**WORK TO DO**
Report how many lines in the rows below contain the word "building", giving only the number. Case counts.

____ RECORDS SHOWN

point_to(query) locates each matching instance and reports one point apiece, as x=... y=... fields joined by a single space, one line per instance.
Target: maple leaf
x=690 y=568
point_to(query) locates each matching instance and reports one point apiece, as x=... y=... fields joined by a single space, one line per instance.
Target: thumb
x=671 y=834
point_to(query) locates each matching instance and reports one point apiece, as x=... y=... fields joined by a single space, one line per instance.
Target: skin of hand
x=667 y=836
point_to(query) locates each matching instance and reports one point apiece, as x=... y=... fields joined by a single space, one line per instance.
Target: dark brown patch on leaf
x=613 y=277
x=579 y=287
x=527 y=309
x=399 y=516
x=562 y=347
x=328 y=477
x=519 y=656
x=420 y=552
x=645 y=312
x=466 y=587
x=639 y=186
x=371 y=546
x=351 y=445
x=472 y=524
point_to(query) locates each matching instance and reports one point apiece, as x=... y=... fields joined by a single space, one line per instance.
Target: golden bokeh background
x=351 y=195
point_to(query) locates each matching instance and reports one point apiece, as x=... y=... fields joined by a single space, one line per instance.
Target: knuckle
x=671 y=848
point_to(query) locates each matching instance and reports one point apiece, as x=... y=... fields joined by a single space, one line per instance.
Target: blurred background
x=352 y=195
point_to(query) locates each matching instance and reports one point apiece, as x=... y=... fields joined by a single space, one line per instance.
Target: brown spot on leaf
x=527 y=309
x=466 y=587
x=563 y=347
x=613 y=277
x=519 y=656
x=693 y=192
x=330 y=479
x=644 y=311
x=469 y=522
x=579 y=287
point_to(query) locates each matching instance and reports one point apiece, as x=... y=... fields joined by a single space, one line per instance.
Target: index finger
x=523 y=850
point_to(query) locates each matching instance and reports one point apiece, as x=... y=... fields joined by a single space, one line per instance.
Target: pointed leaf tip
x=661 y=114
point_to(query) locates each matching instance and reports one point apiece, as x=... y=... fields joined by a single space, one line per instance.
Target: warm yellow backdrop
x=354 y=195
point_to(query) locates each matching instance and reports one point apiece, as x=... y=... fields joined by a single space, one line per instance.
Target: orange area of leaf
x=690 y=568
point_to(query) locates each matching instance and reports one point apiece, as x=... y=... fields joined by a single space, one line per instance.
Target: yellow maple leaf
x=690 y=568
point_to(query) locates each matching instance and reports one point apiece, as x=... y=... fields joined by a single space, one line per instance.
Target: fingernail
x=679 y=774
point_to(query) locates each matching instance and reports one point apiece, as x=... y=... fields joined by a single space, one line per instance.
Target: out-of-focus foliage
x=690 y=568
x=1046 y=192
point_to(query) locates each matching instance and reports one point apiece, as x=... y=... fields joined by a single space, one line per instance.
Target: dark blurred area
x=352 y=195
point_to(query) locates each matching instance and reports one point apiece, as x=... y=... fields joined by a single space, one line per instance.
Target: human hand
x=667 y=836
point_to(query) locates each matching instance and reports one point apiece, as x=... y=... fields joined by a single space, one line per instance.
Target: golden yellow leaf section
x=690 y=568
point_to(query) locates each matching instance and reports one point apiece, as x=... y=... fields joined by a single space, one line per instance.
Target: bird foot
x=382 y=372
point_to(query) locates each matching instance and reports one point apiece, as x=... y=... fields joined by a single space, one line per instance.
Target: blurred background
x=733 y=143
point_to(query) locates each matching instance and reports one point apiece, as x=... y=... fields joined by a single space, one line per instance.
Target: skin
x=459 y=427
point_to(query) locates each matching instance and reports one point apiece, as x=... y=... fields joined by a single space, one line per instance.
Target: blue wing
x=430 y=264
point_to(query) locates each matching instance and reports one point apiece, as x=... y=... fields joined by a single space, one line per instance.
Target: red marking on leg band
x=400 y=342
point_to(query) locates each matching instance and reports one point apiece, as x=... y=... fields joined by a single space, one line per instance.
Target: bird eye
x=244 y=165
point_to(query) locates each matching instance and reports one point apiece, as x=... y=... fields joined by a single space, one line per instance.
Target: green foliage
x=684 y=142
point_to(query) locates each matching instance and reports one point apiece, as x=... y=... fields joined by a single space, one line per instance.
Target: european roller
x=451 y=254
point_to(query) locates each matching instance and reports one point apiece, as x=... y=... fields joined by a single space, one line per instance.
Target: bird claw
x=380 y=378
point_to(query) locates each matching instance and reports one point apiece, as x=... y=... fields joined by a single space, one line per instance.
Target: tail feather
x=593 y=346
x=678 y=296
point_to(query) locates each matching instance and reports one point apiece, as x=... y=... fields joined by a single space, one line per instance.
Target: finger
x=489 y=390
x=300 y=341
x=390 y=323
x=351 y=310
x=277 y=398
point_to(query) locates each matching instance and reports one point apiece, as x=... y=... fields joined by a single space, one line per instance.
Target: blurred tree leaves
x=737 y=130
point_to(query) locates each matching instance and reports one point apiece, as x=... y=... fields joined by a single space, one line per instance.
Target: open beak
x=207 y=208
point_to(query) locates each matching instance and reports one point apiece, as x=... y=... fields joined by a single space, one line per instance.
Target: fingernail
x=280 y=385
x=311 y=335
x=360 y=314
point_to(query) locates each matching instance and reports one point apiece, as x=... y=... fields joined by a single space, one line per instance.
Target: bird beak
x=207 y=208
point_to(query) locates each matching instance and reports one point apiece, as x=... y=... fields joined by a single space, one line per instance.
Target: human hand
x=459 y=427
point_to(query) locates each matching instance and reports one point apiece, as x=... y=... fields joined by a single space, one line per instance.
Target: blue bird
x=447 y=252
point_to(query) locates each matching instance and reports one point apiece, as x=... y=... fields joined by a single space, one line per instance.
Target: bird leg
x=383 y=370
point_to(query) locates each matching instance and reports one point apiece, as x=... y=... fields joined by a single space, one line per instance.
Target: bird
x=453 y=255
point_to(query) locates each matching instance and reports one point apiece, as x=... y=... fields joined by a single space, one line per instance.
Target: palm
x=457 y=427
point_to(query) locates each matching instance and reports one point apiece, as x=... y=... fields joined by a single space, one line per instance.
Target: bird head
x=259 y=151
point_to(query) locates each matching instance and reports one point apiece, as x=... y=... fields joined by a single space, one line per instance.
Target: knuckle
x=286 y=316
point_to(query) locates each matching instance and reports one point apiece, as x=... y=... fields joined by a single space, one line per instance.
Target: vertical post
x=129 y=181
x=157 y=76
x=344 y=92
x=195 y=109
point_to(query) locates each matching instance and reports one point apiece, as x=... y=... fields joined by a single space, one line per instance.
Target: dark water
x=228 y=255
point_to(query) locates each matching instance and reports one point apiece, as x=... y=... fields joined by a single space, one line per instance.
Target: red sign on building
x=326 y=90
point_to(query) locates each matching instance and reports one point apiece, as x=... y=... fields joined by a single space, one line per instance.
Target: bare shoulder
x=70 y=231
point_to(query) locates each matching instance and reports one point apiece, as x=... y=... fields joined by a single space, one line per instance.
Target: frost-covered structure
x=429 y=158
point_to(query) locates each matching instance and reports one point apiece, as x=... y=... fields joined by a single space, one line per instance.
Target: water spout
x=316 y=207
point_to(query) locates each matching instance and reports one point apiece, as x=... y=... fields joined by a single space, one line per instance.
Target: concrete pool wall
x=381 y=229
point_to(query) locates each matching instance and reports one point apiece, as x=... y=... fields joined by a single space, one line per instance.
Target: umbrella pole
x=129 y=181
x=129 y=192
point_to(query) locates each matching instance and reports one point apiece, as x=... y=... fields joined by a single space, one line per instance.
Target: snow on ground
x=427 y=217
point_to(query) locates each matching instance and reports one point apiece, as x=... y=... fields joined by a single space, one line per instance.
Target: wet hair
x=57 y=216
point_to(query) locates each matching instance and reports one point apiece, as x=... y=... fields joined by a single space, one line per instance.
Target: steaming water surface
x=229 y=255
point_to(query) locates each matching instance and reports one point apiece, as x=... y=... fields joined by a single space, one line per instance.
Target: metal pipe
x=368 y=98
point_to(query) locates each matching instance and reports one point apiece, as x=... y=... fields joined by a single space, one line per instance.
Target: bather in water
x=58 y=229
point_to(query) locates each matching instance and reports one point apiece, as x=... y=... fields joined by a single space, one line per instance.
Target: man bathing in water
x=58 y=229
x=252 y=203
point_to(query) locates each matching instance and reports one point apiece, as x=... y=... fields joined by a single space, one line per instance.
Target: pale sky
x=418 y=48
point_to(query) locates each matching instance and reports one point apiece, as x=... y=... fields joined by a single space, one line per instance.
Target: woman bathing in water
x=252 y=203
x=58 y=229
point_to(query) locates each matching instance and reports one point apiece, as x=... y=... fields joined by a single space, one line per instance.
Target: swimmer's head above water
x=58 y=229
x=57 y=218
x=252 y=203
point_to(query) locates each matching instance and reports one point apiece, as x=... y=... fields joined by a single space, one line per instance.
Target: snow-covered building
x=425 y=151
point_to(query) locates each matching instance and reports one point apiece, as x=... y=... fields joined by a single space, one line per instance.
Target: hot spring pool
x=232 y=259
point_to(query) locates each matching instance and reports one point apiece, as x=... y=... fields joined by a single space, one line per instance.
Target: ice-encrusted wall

________

**REPLY TO THE TASK**
2